■ **SOAL SINGKAT**
Tentukan apakah setiap pernyataan berikut sesuai dengan berita tentang Sitiotio di bawah, lalu jawab ya atau tidak beserta kutipan persis kata-kata penentunya dari berita itu.
1. Marojahan Sinaga tinggal di Desa Sabulan.
2. J.M.T. Pandiangan berdomisili di Sumatra Utara.
3. Marojahan berbicara kepada Batak Raya di Pangururan.

■ **TEKS BACAAN**
· · ·

Langsung ke konten utama

Siapa pun Bupati Samosir, Sitiotio Tetap Dianaktirikan

Sitiotio, Batak Raya — Marojahan Sinaga, penduduk Desa Sabulan, Kecamatan Sitiotio, Samosir, Sumatra Utara, kecewa berat terhadap Pemerintah Kabupaten Samosir yang sedari dulu tidak menyeriusi pembangunan prasarana di Sitiotio. “Sebenarnya kalau disuruh memilih, kami lebih baik masuk Kabupaten Humbang daripada Kabupaten Samosir,” kata Marojahan kepada Batak Raya di Pangururan, Januari 2023.

J.M.T. Pandiangan, perantau Sitiotio yang berdomisili di Kalimantan, difoto Batak Raya pada Januari 2023 di Samosir. (Foto: Hayun Gultom)

· · ·

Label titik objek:
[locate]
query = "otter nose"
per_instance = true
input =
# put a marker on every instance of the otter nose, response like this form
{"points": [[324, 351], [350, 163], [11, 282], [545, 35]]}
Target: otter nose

· · ·

■ **JAWABAN LATIHAN**
1. Ya: "Marojahan Sinaga, penduduk Desa Sabulan"
2. Tidak: "perantau Sitiotio yang berdomisili di Kalimantan"
3. Ya: "kata Marojahan kepada Batak Raya di Pangururan"